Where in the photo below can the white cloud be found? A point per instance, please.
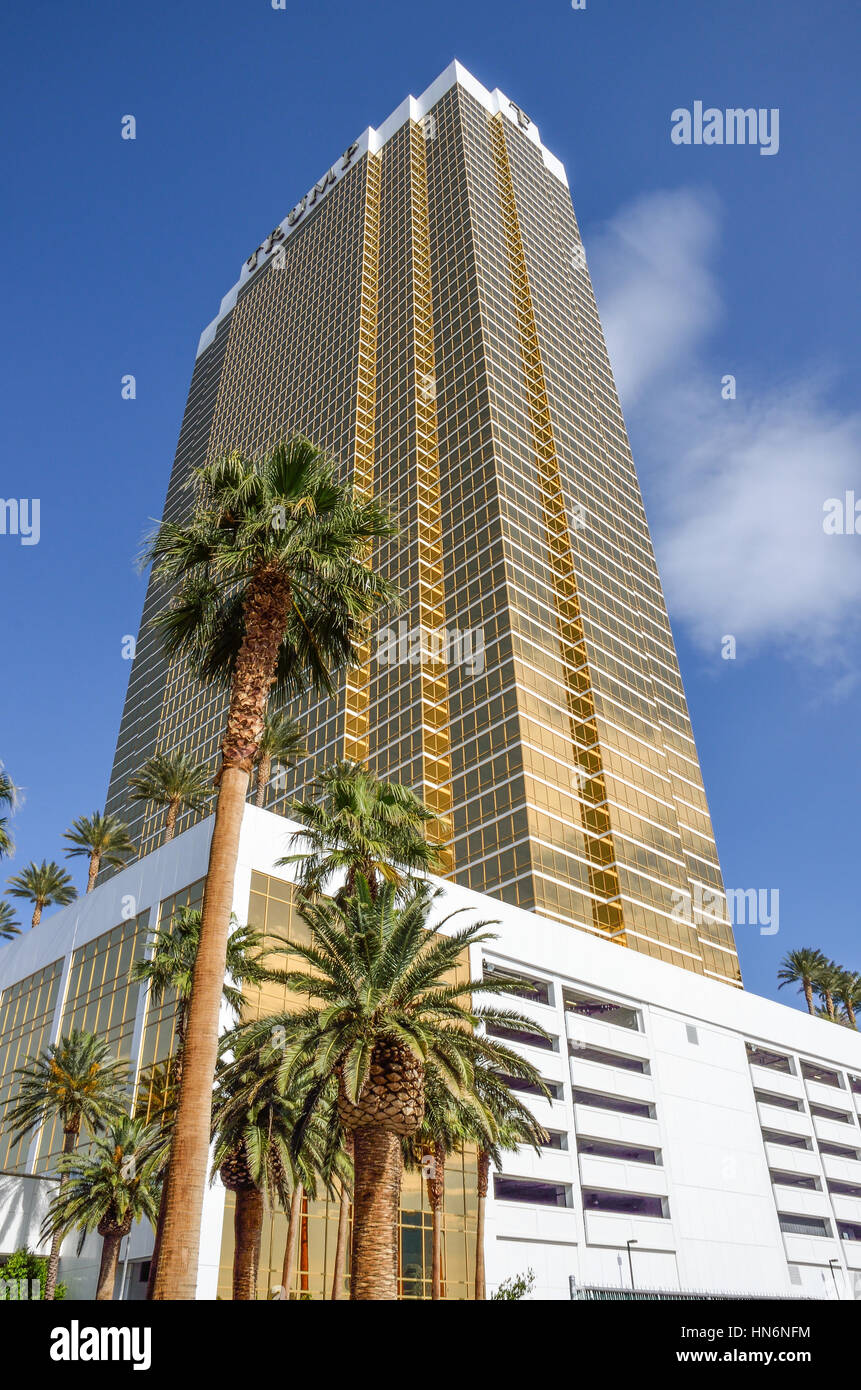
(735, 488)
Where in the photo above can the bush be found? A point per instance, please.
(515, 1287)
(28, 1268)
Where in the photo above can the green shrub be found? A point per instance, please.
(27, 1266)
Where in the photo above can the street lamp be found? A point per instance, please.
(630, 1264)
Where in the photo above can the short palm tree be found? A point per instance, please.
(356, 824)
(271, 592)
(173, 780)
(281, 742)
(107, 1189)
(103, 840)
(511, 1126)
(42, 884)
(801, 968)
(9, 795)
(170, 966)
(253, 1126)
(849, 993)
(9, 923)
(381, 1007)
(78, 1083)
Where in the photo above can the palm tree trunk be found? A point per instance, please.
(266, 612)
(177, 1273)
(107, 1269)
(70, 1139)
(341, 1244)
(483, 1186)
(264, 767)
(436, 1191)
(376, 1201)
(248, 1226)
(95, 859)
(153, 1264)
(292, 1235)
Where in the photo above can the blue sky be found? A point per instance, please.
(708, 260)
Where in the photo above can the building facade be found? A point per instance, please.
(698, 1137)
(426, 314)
------------
### REQUIREMENTS
Rename "palm tree" to "coconut palm" throughout the material, from the line containing "Where in the photo above can the green" through the end of the material, and write out those lines again with everything else left unchanged.

### TASK SOLUTION
Where in the photo above can the green shrub be found? A point per instance, please.
(27, 1266)
Where in the photo above can the street lamp be found? A point per instance, please.
(630, 1264)
Where in the photo above can the short coconut palm be found? A point per instance, please.
(356, 824)
(271, 592)
(173, 780)
(281, 742)
(107, 1189)
(103, 840)
(511, 1126)
(42, 884)
(801, 968)
(9, 795)
(170, 966)
(253, 1126)
(849, 993)
(9, 923)
(381, 1007)
(78, 1083)
Where in the photo above can the coconut palm trunk be found? A point per instance, please.
(266, 612)
(177, 1273)
(107, 1269)
(70, 1139)
(341, 1244)
(483, 1186)
(264, 767)
(436, 1191)
(376, 1201)
(248, 1226)
(95, 859)
(153, 1264)
(292, 1235)
Where in the photo above can the blue sky be found? A point per instance, please.
(708, 260)
Where in the photo above can the building facade be found? A point per instance, please.
(698, 1137)
(426, 314)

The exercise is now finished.